TEXT UNDER STUDY.
“Is the life insurance industry really the ‘scam’ we’re all afraid it is?” asks Craig Baker, the chief executive of MiWayLife.
When Durban widow Denise Ganas was denied a payout and asked to repay a R50 000 cash benefit in 2017 after her husband was shot in a hijacking attempt, most of South Africa was up in arms - perhaps with the exception of a few hardened industry experts who had seen this type of thing before, says Baker.
Many people took to Twitter asking whether life insurers can ethically refuse to help a client in dire need, whether or not the client is legally entitled, he says.
The questions that circulated on social media included: “Is this life insurance thing just a scam?” “With so many Ts&Cs, how do you know if you’re really covered, until it’s too late?” “Do morality and ethics now trump the law, and how is it possible that these do not always align?”
Baker says these questions go back longer than the Ganas case. For many years, insurance has been viewed as a grudge purchase and is frequently near the bottom of the consumer trust index - 2019 again saw financial services as the “least trusted sector” globally for the respected Edelman Trust Barometer.

EXPLORE THE MATERIAL.
[1] Shorten the paragraph beginning "Baker says these questions go back" in the article on trust in life insurance, keeping its main facts.
[2] Write the next paragraph of the article on trust in life insurance, following on from its last sentence.

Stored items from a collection

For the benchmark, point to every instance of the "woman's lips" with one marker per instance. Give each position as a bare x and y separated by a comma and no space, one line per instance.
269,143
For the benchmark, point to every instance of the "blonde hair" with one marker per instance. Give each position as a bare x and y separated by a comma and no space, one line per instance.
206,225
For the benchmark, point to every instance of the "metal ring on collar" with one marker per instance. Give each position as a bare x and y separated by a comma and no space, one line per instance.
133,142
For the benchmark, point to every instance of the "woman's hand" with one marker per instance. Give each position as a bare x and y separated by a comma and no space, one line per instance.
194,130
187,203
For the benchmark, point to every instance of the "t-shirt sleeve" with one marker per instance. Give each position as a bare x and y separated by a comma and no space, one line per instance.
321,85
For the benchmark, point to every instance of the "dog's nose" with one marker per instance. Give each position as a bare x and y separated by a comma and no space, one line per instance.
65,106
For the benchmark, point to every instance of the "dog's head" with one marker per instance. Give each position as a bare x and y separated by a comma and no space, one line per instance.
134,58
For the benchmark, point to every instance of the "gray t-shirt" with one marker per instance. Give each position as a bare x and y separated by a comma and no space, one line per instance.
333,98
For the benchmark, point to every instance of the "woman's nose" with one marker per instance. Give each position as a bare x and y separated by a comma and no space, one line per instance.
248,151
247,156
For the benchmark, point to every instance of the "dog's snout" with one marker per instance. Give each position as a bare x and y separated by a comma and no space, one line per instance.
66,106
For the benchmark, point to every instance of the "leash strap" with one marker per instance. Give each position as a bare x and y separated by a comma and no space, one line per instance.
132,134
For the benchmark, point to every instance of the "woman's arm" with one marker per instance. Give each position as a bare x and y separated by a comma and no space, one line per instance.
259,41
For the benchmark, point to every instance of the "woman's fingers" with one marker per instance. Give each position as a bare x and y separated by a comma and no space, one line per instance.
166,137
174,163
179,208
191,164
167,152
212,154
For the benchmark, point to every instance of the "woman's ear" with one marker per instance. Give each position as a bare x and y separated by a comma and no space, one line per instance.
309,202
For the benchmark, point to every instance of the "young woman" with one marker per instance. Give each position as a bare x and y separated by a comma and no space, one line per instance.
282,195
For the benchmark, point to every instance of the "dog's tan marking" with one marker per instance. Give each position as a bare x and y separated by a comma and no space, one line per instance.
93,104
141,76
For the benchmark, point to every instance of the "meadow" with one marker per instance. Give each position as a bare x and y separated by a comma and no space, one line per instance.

EXERCISE RESPONSES.
[1] Baker says these doubts predate the Ganas case. Insurance has long been seen as a grudge purchase and usually ranks near the bottom of consumer trust surveys. In 2019 the Edelman Trust Barometer again named financial services the least trusted sector worldwide.

[2]
But the truth is that many more claims are being paid out than most people are aware of, and a staggering number of legitimate claims are waiting to be paid out but haven’t been because of the policyholders, Baker says. “People either don’t know this or simply don’t care. It’s hard to believe, considering that so many people’s livelihoods and even lives are involved.”
According to the 2018 figures from the Association for Savings and Investment South Africa, life insurers paid back more than R67 billion in claims during 2018 (the 2019 figures are not yet available) which amounts to 99.3 percent of all claims received, Baker says.
“However, a staggering R17bn in approved claims is waiting to be paid out by the industry and haven’t been due to policyholders, not insurers.”
Baker says that life insurers have a real and pressing motive for paying out as many legitimate claims as possible. Not only do insurers have to keep these funds available, but they also incur the cost of trying to trace beneficiaries and managing the assets.
“What Ganas proved was that there is a need to re-assess the way that people interact with insurers, and vice versa. There is mounting evidence that the Ganas case did create greater awareness, with many people coming forward to check their cover based on their previous disclosures.
“It also highlighted the power of public opinion and that the traditional claim methodologies require some re-thinking,” says Baker.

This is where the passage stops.